'''

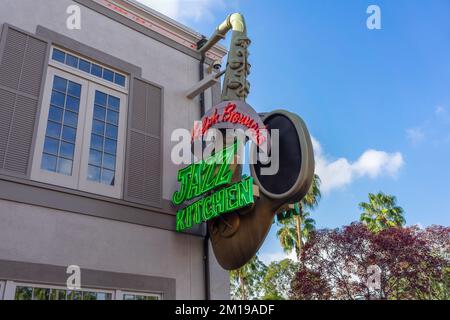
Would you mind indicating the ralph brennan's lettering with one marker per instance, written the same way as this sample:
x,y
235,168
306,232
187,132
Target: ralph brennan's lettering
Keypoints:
x,y
231,115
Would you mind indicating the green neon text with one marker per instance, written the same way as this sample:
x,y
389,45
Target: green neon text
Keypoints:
x,y
228,199
199,178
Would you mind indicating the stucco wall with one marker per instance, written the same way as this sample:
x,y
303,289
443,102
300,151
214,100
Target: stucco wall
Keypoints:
x,y
46,236
41,235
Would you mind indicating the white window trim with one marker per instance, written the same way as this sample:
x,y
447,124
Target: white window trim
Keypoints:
x,y
120,294
78,180
95,187
90,77
39,174
11,286
2,289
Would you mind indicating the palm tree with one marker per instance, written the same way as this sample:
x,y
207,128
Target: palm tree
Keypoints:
x,y
245,281
295,231
381,212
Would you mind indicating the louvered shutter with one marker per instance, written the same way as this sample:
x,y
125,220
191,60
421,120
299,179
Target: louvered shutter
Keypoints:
x,y
143,173
23,60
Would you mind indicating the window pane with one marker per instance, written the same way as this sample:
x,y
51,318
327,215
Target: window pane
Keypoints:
x,y
58,99
108,177
101,296
110,146
114,103
67,150
59,56
53,130
108,75
96,70
85,66
55,114
62,294
70,119
23,293
74,89
48,163
95,158
100,98
111,131
69,134
74,295
113,117
60,84
98,128
54,294
119,79
89,296
94,173
51,146
97,142
72,61
65,166
109,162
72,103
99,113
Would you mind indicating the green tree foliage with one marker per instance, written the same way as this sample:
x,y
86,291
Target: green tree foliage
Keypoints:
x,y
278,278
246,282
381,212
294,231
288,234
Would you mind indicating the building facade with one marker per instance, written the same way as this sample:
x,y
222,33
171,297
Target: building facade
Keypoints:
x,y
86,176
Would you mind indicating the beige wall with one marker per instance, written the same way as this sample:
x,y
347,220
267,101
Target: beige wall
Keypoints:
x,y
41,235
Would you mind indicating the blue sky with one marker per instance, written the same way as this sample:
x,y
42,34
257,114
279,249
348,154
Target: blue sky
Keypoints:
x,y
377,101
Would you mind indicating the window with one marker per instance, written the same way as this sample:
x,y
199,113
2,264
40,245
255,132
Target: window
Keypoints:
x,y
81,134
27,291
120,295
59,144
41,292
86,66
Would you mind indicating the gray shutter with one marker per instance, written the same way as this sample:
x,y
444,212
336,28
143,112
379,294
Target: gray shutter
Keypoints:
x,y
23,60
143,174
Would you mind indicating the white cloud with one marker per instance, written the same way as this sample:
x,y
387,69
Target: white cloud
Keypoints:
x,y
269,257
341,172
184,9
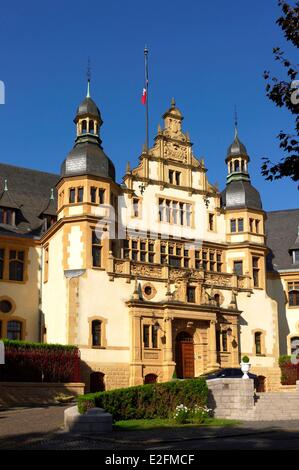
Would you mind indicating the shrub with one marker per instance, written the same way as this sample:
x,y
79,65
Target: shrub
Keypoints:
x,y
181,414
289,371
245,359
199,414
147,401
284,359
39,362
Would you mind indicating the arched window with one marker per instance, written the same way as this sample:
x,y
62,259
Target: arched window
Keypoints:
x,y
258,342
97,382
293,290
237,165
14,330
294,344
91,127
96,327
224,341
150,379
16,265
84,126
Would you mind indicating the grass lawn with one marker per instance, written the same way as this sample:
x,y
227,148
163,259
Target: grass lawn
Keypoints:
x,y
156,423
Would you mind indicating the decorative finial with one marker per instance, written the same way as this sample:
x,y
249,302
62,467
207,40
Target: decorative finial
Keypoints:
x,y
168,291
136,295
88,75
128,168
236,122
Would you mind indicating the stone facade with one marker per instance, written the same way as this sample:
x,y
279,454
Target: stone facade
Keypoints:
x,y
176,286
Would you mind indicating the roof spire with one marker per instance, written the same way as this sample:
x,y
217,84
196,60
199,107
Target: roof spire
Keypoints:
x,y
88,75
236,122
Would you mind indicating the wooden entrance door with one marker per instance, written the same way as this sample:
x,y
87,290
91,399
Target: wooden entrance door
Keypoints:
x,y
184,356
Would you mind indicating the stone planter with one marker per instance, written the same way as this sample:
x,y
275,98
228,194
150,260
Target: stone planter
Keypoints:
x,y
245,368
95,420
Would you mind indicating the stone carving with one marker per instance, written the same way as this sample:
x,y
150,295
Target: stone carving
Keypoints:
x,y
119,266
145,270
151,355
218,279
175,151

'''

### EXERCISE BRIEF
Word-for-word output of every record is needed, with images omitted.

### WRITTEN RESPONSE
Would you mind indicating the ralph brennan's lettering with one marker per instance, written the same way as this sample:
x,y
235,168
306,232
187,132
Target: ralph brennan's lettering
Keypoints:
x,y
231,115
Would you mind indicating the green neon text with one marker per instance, written the same way as this sample:
x,y
389,45
Target: green neon text
Keypoints:
x,y
228,199
199,178
Would you mind indicating the stucco wall with one marker per instance, written the same way as this sample:
x,y
303,289
443,102
300,151
214,100
Target: stucco wall
Keypoints:
x,y
46,236
41,235
Would you mind indicating the white window trim with one marker per instance, written the same way as this sample:
x,y
447,124
Target: white window trim
Keypoints:
x,y
120,294
78,180
95,187
90,77
39,174
11,286
2,289
Would you mind indicating the palm tree with one marker per instance, written the same way as this sample:
x,y
207,128
Target: palm tree
Keypoints:
x,y
245,281
295,231
381,212
Would you mind indicating the louvered shutter with one marker per instance, written the same way as this sample:
x,y
125,220
191,60
421,120
299,179
Target: louvered shutter
Keypoints:
x,y
143,173
23,60
Would you mind indicating the window pane with one marker per instance, written the same way as this sample:
x,y
51,318
327,215
Target: window pane
Keypoints:
x,y
58,99
108,177
101,296
110,146
114,103
67,150
59,56
53,130
108,75
96,70
85,66
55,114
62,294
70,119
23,293
74,89
48,163
95,158
100,98
111,131
69,134
74,295
113,117
60,84
98,128
54,294
119,79
89,296
94,173
51,146
97,142
72,61
65,166
109,162
72,103
99,113
Would you mind indicating the green tree foliage with one marker per instance, written the same way as this sample:
x,y
86,291
Target: green tree foliage
Keypoints:
x,y
278,278
246,282
381,212
294,231
288,234
Would you mind indicating the building facade with one marker per instance, written the same way as this sample:
x,y
222,33
171,297
Target: building facade
Keypoints:
x,y
86,176
Would you mind indicating the beige wall with one marker per instance, written the same way as this sample:
x,y
347,220
267,101
Target: beige wall
Keypoints:
x,y
41,235
Would you mind indicating the blue sky with one marker per instance, written the same way as this sample:
x,y
42,34
257,114
279,249
348,154
Target: blue sky
Keypoints:
x,y
377,101
Would you mind indicating the window with one marker per instance, written the same way as this sample:
x,y
199,113
2,264
40,245
255,132
Target: window
Keypoints:
x,y
81,134
27,291
120,295
59,144
41,292
86,66
Would you mind indicating the gray shutter with one marker per instance, written the same way as this sample:
x,y
444,212
336,28
143,112
379,294
Target: gray shutter
Keypoints:
x,y
23,60
143,174
Would you mind indicating the white cloud with one marker per instance, written the same way as this sample:
x,y
387,69
Target: white cloud
Keypoints:
x,y
269,257
341,172
184,9
Would you mind indicating the shrub with one marker per instance, written the same way as this sample:
x,y
79,65
Target: shrub
Keypoints:
x,y
181,414
289,371
245,359
199,414
147,401
284,359
39,362
Would you mind indicating the arched window with one marker per instance, written the same way as this sample:
x,y
62,259
Target: arched window
Keypoints:
x,y
258,342
97,382
293,290
237,165
14,330
294,344
91,127
96,327
224,341
150,379
16,265
84,126
Would you mind indicating the grass lawn with one marker per instance, written the same way as this sample:
x,y
227,148
163,259
Target: grass lawn
Keypoints:
x,y
156,423
Would you mind indicating the decorative finial with one marker per instance, written the same way as this sample:
x,y
249,302
62,467
207,40
Target: decorative finial
Keypoints:
x,y
168,291
136,295
88,75
128,168
236,122
Would you mind indicating the stone facade with one marker per instance, written the same way as this sample:
x,y
279,454
Target: stone facade
Keypoints:
x,y
176,286
Would you mind indicating the roof spire with one marker per instance, written the same way as this sample:
x,y
217,84
196,60
199,107
Target: roof spire
Keypoints:
x,y
88,75
236,122
Would you mind indicating the wooden entrance door with one marker per instance, written the same way as this sample:
x,y
87,290
91,399
Target: wooden entrance door
Keypoints:
x,y
184,356
Would you mind indicating the stone planter with one marker per instance, written the same way as this sample:
x,y
275,98
228,194
150,260
Target: stone planter
Keypoints:
x,y
245,368
95,420
Would you mind indicating the stone carving with one marker per instance, written the same way as this sample:
x,y
150,295
Target: stone carving
Keypoints:
x,y
119,266
145,270
151,355
218,279
175,151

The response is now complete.